Objectives
**1)** Rewrite everything from "It will commence" down to "few million on." in the space tourism discussion, swapping "helium 3" for "rare metals".
**2)** Continue the space tourism discussion from its final sentence.

Text section
::::::
Most of the current generation of "space tourism" is sub-orbital flights.  Just hit the edge of space, then come back down. 

A quarter million dollars seems pretty expensive to say that one has touched the edge of space. 

NASA's rocket explosion two days ago is a humble reminder of the dangers inherent in LEO, or higher launches. CliffordK, Thu, 30th Oct 2014

I'd like to be able to see the night sky without any of the atmosphere in the way, but I suspect you'd see it better from high altitude while still standing on the planet rather than trying to see it through a glass window from a moving platform with everything flying about inside it. Being weightless would be fun, but you can get that in a more conventional plane. I don't know how the cost compares, but I suspect the plane's a lot cheaper per minute of weightlessness, and probably less polluting too. David Cooper, Thu, 30th Oct 2014

One of Virgin Galactic's test rockets exploded today, killing one, and injuring one.  Fortunately there were no passengers on the plane/rocket, but it is reminder that Space is a dangerous environment to get to. CliffordK, Fri, 31st Oct 2014

It will commence as soon as it becomes profitable to go to space, and there is a place to visit.  the way it is now, you pay a few million dollars just to send a few minutes in micro gravity.  woopdy do 

If for example we start mining the moon for helium 3 then perhaps there would be regular visits to the moon's surface with something out there to go and see. mining missions would start the space economy which would be followed by space tourists.  A tourist group would then be able to "tag along" to see the moon and the mining base(s). You could be a real astronaut and do something worth spending a few million on.
::::::
Record list
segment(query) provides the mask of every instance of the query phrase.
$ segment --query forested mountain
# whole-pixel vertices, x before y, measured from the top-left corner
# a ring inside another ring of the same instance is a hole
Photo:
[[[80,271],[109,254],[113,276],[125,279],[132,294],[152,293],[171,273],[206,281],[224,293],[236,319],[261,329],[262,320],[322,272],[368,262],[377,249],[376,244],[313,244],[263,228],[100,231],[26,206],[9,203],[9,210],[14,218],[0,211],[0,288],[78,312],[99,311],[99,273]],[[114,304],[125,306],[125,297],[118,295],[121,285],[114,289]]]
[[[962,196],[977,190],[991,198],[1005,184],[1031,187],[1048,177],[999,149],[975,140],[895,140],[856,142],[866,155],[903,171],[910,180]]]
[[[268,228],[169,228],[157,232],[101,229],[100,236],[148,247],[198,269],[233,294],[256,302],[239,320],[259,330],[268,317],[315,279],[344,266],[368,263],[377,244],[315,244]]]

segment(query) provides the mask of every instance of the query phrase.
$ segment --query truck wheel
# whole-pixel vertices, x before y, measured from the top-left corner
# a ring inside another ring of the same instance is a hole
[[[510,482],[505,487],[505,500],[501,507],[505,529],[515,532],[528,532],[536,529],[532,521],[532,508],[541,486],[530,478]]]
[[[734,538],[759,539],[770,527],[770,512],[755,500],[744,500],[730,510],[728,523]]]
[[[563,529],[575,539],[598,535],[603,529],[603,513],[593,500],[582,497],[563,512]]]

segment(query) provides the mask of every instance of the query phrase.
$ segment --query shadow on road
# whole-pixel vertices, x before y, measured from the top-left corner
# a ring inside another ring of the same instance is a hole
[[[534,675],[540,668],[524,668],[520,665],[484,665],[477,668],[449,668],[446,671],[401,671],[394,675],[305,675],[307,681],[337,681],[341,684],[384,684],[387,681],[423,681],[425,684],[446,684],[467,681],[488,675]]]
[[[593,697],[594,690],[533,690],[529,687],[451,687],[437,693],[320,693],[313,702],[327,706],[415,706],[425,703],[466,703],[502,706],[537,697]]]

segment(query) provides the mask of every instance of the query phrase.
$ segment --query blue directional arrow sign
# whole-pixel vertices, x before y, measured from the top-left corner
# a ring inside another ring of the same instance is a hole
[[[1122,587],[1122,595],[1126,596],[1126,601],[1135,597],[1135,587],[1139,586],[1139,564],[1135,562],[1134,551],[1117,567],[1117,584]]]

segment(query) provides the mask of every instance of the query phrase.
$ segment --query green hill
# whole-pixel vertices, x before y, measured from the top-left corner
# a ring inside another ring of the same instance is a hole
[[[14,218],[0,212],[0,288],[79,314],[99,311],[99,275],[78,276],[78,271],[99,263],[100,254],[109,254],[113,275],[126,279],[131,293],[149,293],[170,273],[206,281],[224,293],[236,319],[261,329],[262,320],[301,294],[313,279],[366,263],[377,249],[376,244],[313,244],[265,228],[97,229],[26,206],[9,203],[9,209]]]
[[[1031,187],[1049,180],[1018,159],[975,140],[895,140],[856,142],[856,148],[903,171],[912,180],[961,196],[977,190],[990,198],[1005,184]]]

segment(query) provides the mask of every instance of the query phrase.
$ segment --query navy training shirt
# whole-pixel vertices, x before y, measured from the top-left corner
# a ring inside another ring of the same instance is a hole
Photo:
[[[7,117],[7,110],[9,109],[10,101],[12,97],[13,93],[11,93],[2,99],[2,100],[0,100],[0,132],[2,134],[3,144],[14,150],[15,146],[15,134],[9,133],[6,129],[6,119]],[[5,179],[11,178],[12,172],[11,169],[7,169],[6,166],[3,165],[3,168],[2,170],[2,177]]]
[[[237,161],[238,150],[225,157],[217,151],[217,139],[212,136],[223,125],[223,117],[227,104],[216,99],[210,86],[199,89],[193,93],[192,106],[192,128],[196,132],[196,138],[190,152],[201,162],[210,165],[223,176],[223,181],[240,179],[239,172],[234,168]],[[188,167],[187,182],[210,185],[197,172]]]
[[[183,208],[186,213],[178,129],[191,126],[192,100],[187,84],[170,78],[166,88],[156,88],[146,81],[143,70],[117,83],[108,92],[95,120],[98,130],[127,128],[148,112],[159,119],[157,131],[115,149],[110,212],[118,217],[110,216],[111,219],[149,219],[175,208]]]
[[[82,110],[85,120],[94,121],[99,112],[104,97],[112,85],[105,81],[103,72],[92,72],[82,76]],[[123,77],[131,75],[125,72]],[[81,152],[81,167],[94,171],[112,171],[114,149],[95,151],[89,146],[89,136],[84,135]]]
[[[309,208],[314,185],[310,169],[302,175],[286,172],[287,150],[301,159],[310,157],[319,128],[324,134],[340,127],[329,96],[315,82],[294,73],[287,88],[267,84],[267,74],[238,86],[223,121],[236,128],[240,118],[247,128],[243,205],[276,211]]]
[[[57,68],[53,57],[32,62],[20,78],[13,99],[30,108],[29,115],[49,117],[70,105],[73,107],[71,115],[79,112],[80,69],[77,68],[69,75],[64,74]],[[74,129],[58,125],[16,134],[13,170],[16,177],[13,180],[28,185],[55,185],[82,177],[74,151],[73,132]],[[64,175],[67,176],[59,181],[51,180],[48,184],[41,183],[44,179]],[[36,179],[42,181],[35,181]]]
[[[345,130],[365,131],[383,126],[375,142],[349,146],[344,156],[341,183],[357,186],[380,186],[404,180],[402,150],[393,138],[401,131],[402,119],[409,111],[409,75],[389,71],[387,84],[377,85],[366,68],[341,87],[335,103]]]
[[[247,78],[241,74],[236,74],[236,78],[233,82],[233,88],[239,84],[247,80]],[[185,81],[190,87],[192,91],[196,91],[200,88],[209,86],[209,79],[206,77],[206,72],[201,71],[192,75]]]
::::::
Responses per task
**1)**
It will commence as soon as it becomes profitable to go to space, and there is a place to visit.  the way it is now, you pay a few million dollars just to send a few minutes in micro gravity.  woopdy do 

If for example we start mining the moon for rare metals then perhaps there would be regular visits to the moon's surface with something out there to go and see. mining missions would start the space economy which would be followed by space tourists.  A tourist group would then be able to "tag along" to see the moon and the mining base(s). You could be a real astronaut and do something worth spending a few million on.

**2)**
It's very simple, There is "very little business intensive" to go away from earth to the moon or mars or anywhere else.  because there is no money to be made out there (or so it seems) the only thing which would be worth going to the moon to mine is helium 3 which hits the moon's surface via solar wind. it is extremely lite and extremely valuable. ScientificSorcerer, Tue, 4th Nov 2014

We do need to move out to Mars and the moons of the gas giants, but we've got a few billion years to play with first, and at some point we might want to jump star (good opportunities may come when we merge with M31). Our priority should be to dig in (underground zoos, etc.) and make sure we can survive gamma ray bursts and the like here on Earth.

But, the space plane toy that's nearly ready may be good for film makers if it allows steadier weightlessness than can be filmed in the Vomit Comet. David Cooper, Tue, 4th Nov 2014

The latest comments seem to indicate that it was not a engine failure that caused the crash but premature deployment of the landing mode. syhprum, Wed, 5th Nov 2014

We need it to be safer before space hotels are built.  Safer from micrometeorites and other damaging debris, as well as from damaging radiation.  Having though a space hotel would be the equivalent of an Eifel Tower to inspire the imagination.  Look at the technology inspired by that elegant structure, merely because it changed our point of view. 

More than just a technical marvel I believe a space hotel would be fun.  Imagine a swimming pool which is just a large globule of water suspended zero G in a chamber, into which you can enter or exit from any point on its circumferential surface.  Imagine you enter your suite at a comfortable 95 percent gravity, but at a touch of a button, the entire room moves in the direction of the hub of the spinning station allowing its guests to experience a night in zero G.  Imagine one dining room with an unobstructed view of the expanse of the Earth's surface, while another dining room provides diners a brilliant view of our closest stellar neighbors.  Expectant_Philosopher, Fri, 14th Nov 2014



The water-sphere would not hold-together with people splashing-about in it , see ...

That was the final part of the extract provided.